== To do ==
Produce the listing below again, exactly as shown.

Data records
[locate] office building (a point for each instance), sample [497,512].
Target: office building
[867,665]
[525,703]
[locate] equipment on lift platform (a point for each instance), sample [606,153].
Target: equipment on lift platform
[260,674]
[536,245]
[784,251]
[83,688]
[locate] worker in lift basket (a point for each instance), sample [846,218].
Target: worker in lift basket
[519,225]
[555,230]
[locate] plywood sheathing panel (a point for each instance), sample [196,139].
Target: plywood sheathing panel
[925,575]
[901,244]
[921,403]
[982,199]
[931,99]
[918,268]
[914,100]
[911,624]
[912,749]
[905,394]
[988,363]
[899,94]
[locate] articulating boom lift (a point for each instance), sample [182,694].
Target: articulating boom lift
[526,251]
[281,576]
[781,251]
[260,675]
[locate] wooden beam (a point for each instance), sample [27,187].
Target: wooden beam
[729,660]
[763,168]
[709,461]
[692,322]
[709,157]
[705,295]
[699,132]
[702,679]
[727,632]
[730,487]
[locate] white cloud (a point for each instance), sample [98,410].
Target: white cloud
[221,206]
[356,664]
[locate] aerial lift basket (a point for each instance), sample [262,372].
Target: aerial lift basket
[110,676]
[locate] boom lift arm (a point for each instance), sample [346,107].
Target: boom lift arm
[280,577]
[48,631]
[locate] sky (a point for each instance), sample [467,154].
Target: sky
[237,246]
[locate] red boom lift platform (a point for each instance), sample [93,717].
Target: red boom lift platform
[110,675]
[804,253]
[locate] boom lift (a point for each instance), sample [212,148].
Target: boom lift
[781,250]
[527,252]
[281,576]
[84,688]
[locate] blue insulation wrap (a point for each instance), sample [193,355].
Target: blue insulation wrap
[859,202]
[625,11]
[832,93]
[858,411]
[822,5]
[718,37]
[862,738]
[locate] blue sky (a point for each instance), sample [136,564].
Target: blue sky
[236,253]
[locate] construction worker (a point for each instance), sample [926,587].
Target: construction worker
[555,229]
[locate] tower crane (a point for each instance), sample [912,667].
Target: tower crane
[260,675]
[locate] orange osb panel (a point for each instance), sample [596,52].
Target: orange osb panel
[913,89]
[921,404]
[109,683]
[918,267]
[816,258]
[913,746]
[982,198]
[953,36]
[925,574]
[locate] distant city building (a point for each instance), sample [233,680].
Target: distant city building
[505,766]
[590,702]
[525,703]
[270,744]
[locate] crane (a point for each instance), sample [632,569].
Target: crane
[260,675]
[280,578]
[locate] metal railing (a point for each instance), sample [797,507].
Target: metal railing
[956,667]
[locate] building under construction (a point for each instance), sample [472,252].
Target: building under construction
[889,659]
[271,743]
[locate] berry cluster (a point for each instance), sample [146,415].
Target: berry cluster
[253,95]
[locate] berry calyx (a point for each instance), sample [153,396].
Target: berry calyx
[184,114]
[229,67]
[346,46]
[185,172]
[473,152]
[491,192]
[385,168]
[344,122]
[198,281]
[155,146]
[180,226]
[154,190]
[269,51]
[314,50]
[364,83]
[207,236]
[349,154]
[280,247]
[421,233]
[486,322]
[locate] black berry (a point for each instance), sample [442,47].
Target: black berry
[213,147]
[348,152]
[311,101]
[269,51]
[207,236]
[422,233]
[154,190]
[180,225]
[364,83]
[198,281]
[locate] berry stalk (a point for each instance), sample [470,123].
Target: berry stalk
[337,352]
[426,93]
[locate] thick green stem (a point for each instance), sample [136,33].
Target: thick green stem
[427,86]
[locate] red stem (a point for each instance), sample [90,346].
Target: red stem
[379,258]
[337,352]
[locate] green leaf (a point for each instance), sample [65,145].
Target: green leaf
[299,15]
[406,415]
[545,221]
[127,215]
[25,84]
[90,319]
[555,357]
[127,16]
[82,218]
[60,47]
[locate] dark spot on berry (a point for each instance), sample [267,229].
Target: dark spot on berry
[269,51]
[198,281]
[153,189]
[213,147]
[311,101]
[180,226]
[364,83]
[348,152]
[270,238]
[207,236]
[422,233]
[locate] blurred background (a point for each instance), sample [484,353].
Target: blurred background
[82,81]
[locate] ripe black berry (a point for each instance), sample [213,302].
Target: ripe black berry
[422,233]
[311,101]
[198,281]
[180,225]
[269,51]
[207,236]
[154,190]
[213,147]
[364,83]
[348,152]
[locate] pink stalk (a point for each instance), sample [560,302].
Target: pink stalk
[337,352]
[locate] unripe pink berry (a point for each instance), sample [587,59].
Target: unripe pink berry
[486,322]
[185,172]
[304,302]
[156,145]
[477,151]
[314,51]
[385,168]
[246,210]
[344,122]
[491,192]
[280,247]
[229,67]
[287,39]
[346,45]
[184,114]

== Output below ==
[locate] office building (a point for each instance), sample [497,512].
Target: office building
[867,665]
[525,703]
[locate] equipment on lift platform (a point for each instance), sample [606,153].
Target: equipment on lift platform
[260,674]
[536,245]
[784,251]
[83,688]
[locate] worker in lift basket (a point for each instance), sample [846,218].
Target: worker in lift basket
[519,225]
[555,230]
[locate] plywood sheathing panel (a point for each instance), sample [196,139].
Target: plywood sheathing panel
[925,575]
[901,244]
[921,403]
[982,199]
[931,99]
[918,268]
[914,100]
[911,624]
[912,749]
[905,394]
[988,363]
[899,94]
[locate] articulating boom lift (a point for each instance), sample [182,694].
Target: articulating boom lift
[526,251]
[281,576]
[781,251]
[260,675]
[locate] wooden beam (a point for each instance), sample [27,187].
Target: wooden beam
[729,660]
[763,168]
[709,461]
[692,322]
[709,157]
[705,295]
[699,132]
[702,679]
[727,632]
[730,487]
[locate] white cloud (a point for each instance), sample [98,410].
Target: white cloud
[221,206]
[356,664]
[locate] aerial lift basket (a point for each instance), sample [262,372].
Target: aerial lift basket
[110,676]
[locate] boom lift arm (a point for each instance), sample [346,107].
Target: boom lift arm
[280,577]
[48,631]
[locate] sky (a point for each instance), sample [467,154].
Target: sky
[237,246]
[locate] red boom lift platform (a point for each instance), sample [93,717].
Target: red boom lift platform
[110,675]
[804,253]
[locate] boom lift (a point for each instance), sample [212,148].
Target: boom lift
[781,250]
[527,252]
[281,576]
[84,688]
[locate] blue insulation wrap (a point for each instance), sample [193,355].
Target: blue insulation wrap
[859,202]
[625,11]
[832,93]
[858,411]
[822,5]
[718,37]
[862,738]
[locate] blue sky (a point for each instance), sample [136,564].
Target: blue sky
[236,253]
[locate] construction worker (a point for each instance), sample [926,587].
Target: construction worker
[555,229]
[locate] tower crane (a point for each instance), sample [912,667].
Target: tower crane
[260,675]
[locate] orange osb panel (a point for each instance), sample [596,52].
Target: orange osb panel
[913,89]
[921,404]
[109,683]
[918,267]
[816,258]
[913,746]
[982,198]
[953,36]
[925,574]
[locate] distant city building (a point for each instance), sample [233,680].
Target: distant city building
[505,766]
[590,702]
[525,703]
[270,744]
[locate] crane (a point for each instance), sample [632,569].
Target: crane
[260,675]
[280,578]
[locate] metal railing (a point for each instance), sample [797,507].
Target: metal railing
[956,667]
[locate] building under construction (a point for each instance), sample [472,252].
Target: building under construction
[889,659]
[271,743]
[locate] berry cluster (a point for each instance), sample [146,415].
Target: berry cluster
[253,95]
[locate] berry calyx (a point for each instance), sample [153,396].
Target: berry calyx
[184,114]
[229,67]
[346,46]
[185,172]
[473,152]
[491,192]
[385,168]
[344,122]
[198,281]
[155,146]
[180,226]
[154,190]
[269,51]
[314,50]
[364,83]
[207,236]
[349,154]
[280,247]
[421,233]
[486,322]
[locate] black berry (a point for each instance), sample [442,47].
Target: black berry
[213,147]
[348,152]
[311,101]
[269,51]
[207,236]
[422,233]
[154,190]
[180,225]
[364,83]
[198,281]
[locate] berry stalk (a point for each instance), sample [470,123].
Target: berry stalk
[337,352]
[426,93]
[locate] thick green stem (a point for each instance), sample [136,33].
Target: thick green stem
[427,86]
[locate] red stem (a point for each instance), sample [90,346].
Target: red stem
[379,258]
[337,352]
[locate] green leaf (a point for each instance), sample [65,145].
Target: green leaf
[299,15]
[406,415]
[545,221]
[127,215]
[25,84]
[90,319]
[555,357]
[127,16]
[82,218]
[60,47]
[locate] dark spot on berry (a point for each instance), sample [267,229].
Target: dark spot on berry
[269,51]
[198,281]
[153,189]
[213,147]
[311,101]
[180,226]
[364,83]
[348,152]
[270,238]
[207,236]
[422,233]
[locate] blurred background (a point for each instance), sample [484,353].
Target: blurred background
[82,81]
[locate] ripe black berry (a point for each instance), sample [213,302].
Target: ripe black berry
[422,233]
[311,101]
[198,281]
[180,225]
[269,51]
[207,236]
[154,190]
[213,147]
[364,83]
[348,152]
[locate] pink stalk (a point for each instance), sample [560,302].
Target: pink stalk
[337,352]
[locate] unripe pink berry (a point for each instance), sample [587,59].
Target: unripe pink berry
[486,322]
[185,172]
[304,302]
[156,145]
[477,151]
[314,51]
[385,168]
[246,210]
[344,122]
[491,192]
[280,247]
[229,67]
[287,39]
[346,45]
[184,114]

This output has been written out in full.